[Start of INFORMATION SUPPLIED]
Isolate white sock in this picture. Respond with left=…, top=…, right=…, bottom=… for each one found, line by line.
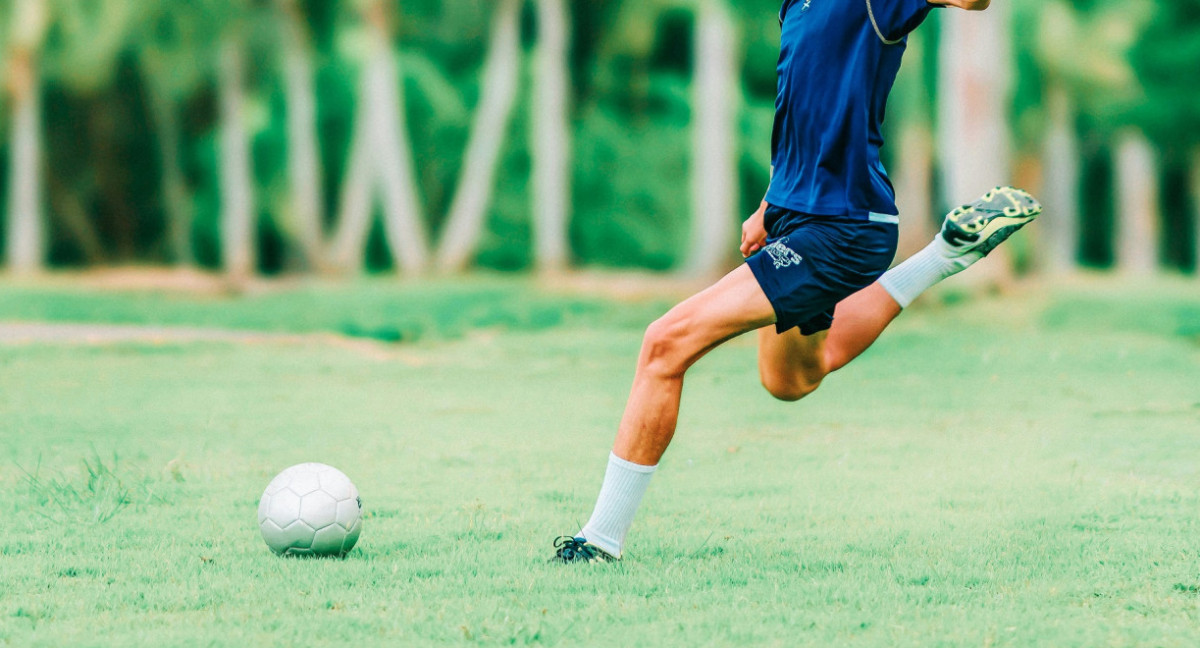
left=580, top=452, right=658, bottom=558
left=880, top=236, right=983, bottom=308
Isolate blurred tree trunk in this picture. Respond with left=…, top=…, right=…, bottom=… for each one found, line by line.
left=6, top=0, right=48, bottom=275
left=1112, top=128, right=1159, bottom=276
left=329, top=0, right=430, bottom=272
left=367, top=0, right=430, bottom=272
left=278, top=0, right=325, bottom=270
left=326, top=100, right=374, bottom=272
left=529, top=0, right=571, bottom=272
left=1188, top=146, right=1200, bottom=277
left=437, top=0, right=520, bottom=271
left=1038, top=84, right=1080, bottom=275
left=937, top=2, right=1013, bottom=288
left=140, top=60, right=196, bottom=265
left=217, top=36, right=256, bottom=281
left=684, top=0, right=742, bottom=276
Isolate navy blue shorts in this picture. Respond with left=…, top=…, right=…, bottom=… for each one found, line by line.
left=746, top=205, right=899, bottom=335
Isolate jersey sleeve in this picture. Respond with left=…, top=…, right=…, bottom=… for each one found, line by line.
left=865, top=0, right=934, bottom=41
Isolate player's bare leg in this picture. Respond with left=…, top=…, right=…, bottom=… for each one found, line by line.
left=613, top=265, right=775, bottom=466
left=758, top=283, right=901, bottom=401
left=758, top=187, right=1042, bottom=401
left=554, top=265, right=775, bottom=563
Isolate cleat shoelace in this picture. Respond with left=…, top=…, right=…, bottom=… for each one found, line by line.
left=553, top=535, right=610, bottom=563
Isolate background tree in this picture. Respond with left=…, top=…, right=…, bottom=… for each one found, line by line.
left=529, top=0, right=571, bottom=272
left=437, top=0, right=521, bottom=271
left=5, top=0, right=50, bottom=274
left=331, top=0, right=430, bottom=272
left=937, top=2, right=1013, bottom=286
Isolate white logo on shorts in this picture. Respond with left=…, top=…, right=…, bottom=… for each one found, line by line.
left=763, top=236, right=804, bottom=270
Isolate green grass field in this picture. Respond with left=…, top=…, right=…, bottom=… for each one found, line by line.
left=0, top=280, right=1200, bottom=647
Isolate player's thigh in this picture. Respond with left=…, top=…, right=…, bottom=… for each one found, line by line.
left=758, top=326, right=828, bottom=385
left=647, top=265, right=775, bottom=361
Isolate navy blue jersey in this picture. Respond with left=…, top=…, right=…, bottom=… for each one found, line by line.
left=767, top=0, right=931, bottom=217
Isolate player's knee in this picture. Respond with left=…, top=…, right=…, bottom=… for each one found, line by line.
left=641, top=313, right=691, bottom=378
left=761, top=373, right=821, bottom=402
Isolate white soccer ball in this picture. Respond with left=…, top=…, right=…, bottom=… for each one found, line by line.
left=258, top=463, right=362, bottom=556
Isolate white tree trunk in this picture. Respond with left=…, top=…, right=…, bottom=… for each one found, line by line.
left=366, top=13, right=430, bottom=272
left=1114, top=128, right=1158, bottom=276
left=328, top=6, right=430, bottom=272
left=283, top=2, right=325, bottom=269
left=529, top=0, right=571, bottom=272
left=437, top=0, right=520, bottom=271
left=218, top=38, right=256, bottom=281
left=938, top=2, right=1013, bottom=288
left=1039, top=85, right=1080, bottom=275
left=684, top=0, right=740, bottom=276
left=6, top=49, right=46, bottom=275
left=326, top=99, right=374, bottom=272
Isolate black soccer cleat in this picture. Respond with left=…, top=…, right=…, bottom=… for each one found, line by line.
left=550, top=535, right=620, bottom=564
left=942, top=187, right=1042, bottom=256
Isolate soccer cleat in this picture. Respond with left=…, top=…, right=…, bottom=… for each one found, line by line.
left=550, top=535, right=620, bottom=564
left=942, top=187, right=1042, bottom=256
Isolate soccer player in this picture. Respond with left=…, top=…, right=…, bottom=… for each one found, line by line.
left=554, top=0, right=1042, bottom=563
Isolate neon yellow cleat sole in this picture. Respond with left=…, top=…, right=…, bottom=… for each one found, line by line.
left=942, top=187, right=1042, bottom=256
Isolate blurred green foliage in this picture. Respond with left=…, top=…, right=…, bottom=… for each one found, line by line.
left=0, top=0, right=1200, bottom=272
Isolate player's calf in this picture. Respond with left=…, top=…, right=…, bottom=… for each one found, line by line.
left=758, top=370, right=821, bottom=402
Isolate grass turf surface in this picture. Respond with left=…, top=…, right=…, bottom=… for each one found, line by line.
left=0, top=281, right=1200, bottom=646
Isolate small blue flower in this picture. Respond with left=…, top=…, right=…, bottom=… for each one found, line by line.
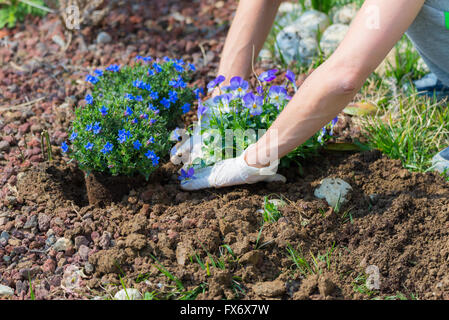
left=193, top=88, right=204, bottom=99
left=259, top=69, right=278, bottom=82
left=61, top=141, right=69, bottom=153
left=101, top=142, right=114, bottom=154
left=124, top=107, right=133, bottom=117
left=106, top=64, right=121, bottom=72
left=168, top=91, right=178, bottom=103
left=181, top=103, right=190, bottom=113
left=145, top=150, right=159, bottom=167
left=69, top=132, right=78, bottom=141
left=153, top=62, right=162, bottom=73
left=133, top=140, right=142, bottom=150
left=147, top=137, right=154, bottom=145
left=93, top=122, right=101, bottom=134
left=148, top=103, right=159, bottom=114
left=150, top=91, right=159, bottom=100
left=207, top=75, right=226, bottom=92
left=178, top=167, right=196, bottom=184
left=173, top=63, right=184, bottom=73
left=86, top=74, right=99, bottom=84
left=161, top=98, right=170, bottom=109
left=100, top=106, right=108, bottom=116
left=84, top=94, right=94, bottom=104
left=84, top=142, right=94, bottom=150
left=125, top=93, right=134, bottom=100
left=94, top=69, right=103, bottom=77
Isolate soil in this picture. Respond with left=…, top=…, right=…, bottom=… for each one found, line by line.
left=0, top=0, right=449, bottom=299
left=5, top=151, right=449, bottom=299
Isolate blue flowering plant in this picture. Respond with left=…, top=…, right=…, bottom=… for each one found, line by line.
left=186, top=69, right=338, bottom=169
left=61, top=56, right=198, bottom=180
[End of INFORMATION SUPPLIED]
EXERCISE DIRECTIONS =>
Turn these lines into a numbered list, skipping any blank lines and leaving out the pictures.

TASK RESULT =>
1. Isolate white sock in this picture. Respond with left=…, top=…, right=…, bottom=… for each one found, line by line.
2. left=580, top=452, right=658, bottom=558
3. left=880, top=236, right=983, bottom=308
4. Isolate blurred tree trunk in this picture. Respond with left=…, top=…, right=…, bottom=… for each one found, line by line.
5. left=6, top=0, right=48, bottom=275
6. left=1112, top=128, right=1159, bottom=276
7. left=329, top=0, right=430, bottom=272
8. left=367, top=0, right=430, bottom=272
9. left=278, top=0, right=325, bottom=270
10. left=326, top=100, right=374, bottom=272
11. left=529, top=0, right=571, bottom=272
12. left=1188, top=146, right=1200, bottom=277
13. left=437, top=0, right=520, bottom=271
14. left=1038, top=84, right=1080, bottom=275
15. left=937, top=2, right=1013, bottom=288
16. left=140, top=60, right=196, bottom=265
17. left=217, top=36, right=256, bottom=281
18. left=684, top=0, right=742, bottom=276
19. Isolate navy blue shorts in this picture. Respond with left=…, top=…, right=…, bottom=… for each one found, line by line.
20. left=746, top=205, right=899, bottom=335
21. Isolate jersey sleeve in this picture. Respond with left=…, top=…, right=…, bottom=… for each one found, line by line.
22. left=865, top=0, right=934, bottom=41
23. Isolate player's bare leg in this picture. Respond with left=…, top=…, right=…, bottom=… for each one found, line by line.
24. left=613, top=265, right=775, bottom=466
25. left=758, top=283, right=901, bottom=401
26. left=758, top=187, right=1042, bottom=401
27. left=554, top=265, right=775, bottom=563
28. Isolate cleat shoelace in this picture. Respond with left=…, top=…, right=…, bottom=… for each one found, line by line.
29. left=553, top=535, right=610, bottom=563
30. Isolate background tree in this picture. Respond with left=…, top=…, right=…, bottom=… for each one found, line by line.
31. left=529, top=0, right=571, bottom=272
32. left=437, top=0, right=521, bottom=271
33. left=5, top=0, right=50, bottom=274
34. left=331, top=0, right=430, bottom=272
35. left=937, top=2, right=1013, bottom=286
36. Isolate white logo on shorts in this picture. Respond with left=…, top=…, right=…, bottom=… for each one found, line by line.
37. left=763, top=236, right=804, bottom=270
38. Isolate green grass field in this picture. Respond with left=…, top=…, right=…, bottom=… for each one found, line by line.
39. left=0, top=280, right=1200, bottom=647
40. Isolate player's thigh in this picture. Respond with left=…, top=…, right=…, bottom=… for each one found, line by line.
41. left=758, top=326, right=828, bottom=385
42. left=647, top=265, right=775, bottom=361
43. Isolate navy blue jersey in this picture. Respond with left=…, top=…, right=…, bottom=… for each one found, line by line.
44. left=767, top=0, right=931, bottom=217
45. Isolate player's knee in this picture. Respond with left=…, top=…, right=…, bottom=… for each one found, line by line.
46. left=641, top=313, right=691, bottom=378
47. left=761, top=373, right=821, bottom=402
48. Isolate white soccer ball in this picture. Respond with left=…, top=…, right=…, bottom=… for each one found, line by line.
49. left=258, top=463, right=362, bottom=556
50. Isolate white tree trunk in this picture. Respond with left=…, top=…, right=…, bottom=… for each one found, line by line.
51. left=366, top=13, right=430, bottom=272
52. left=1114, top=128, right=1158, bottom=276
53. left=328, top=6, right=430, bottom=272
54. left=283, top=2, right=325, bottom=269
55. left=529, top=0, right=571, bottom=272
56. left=437, top=0, right=520, bottom=271
57. left=218, top=38, right=256, bottom=281
58. left=938, top=2, right=1013, bottom=288
59. left=1039, top=85, right=1080, bottom=275
60. left=684, top=0, right=740, bottom=276
61. left=6, top=49, right=46, bottom=275
62. left=326, top=99, right=374, bottom=272
63. Isolate black soccer cleat in this picture. Respond with left=…, top=…, right=…, bottom=… for each one found, line by line.
64. left=550, top=535, right=620, bottom=564
65. left=942, top=187, right=1042, bottom=256
66. Isolate soccer cleat in this picture. Respond with left=…, top=…, right=…, bottom=… for each one found, line by line.
67. left=550, top=535, right=620, bottom=564
68. left=942, top=187, right=1042, bottom=256
69. Isolate soccer player in this picture. Respond with left=…, top=…, right=…, bottom=… for each one found, line by line.
70. left=554, top=0, right=1042, bottom=563
71. Isolate neon yellow cleat sole in this picture. Respond with left=…, top=…, right=…, bottom=… for each one found, line by line.
72. left=942, top=187, right=1042, bottom=256
73. Isolate blurred green foliage in this picture. Respond with left=…, top=…, right=…, bottom=… for each one found, line by line.
74. left=0, top=0, right=1200, bottom=272
75. Isolate player's calf in this picture. Respond with left=…, top=…, right=…, bottom=… for each one found, line by line.
76. left=758, top=370, right=821, bottom=402
77. Isolate grass turf surface in this picture. Respond with left=…, top=…, right=…, bottom=… for each one found, line by line.
78. left=0, top=281, right=1200, bottom=646
79. Isolate small blue flower in this picture. Respond with left=…, top=…, right=…, bottom=… for each one found, line by line.
80. left=193, top=88, right=204, bottom=99
81. left=259, top=69, right=278, bottom=82
82. left=61, top=141, right=69, bottom=153
83. left=101, top=142, right=114, bottom=154
84. left=124, top=107, right=133, bottom=117
85. left=106, top=64, right=121, bottom=72
86. left=168, top=91, right=178, bottom=103
87. left=181, top=103, right=190, bottom=113
88. left=145, top=150, right=159, bottom=167
89. left=69, top=132, right=78, bottom=141
90. left=153, top=62, right=162, bottom=73
91. left=133, top=140, right=142, bottom=150
92. left=147, top=137, right=154, bottom=145
93. left=93, top=122, right=101, bottom=134
94. left=148, top=103, right=159, bottom=114
95. left=150, top=91, right=159, bottom=100
96. left=207, top=75, right=226, bottom=92
97. left=178, top=167, right=196, bottom=184
98. left=173, top=63, right=184, bottom=73
99. left=86, top=74, right=99, bottom=84
100. left=161, top=98, right=170, bottom=109
101. left=100, top=106, right=108, bottom=116
102. left=84, top=94, right=94, bottom=104
103. left=84, top=142, right=94, bottom=150
104. left=125, top=93, right=134, bottom=100
105. left=94, top=69, right=103, bottom=77
106. Isolate soil in this picture. Respond with left=…, top=…, right=…, bottom=… for each one found, line by line.
107. left=0, top=0, right=449, bottom=299
108. left=5, top=151, right=449, bottom=299
109. Isolate blue flowering plant in this picture. Respond with left=…, top=…, right=…, bottom=… for each one found, line by line.
110. left=186, top=69, right=338, bottom=169
111. left=61, top=56, right=198, bottom=180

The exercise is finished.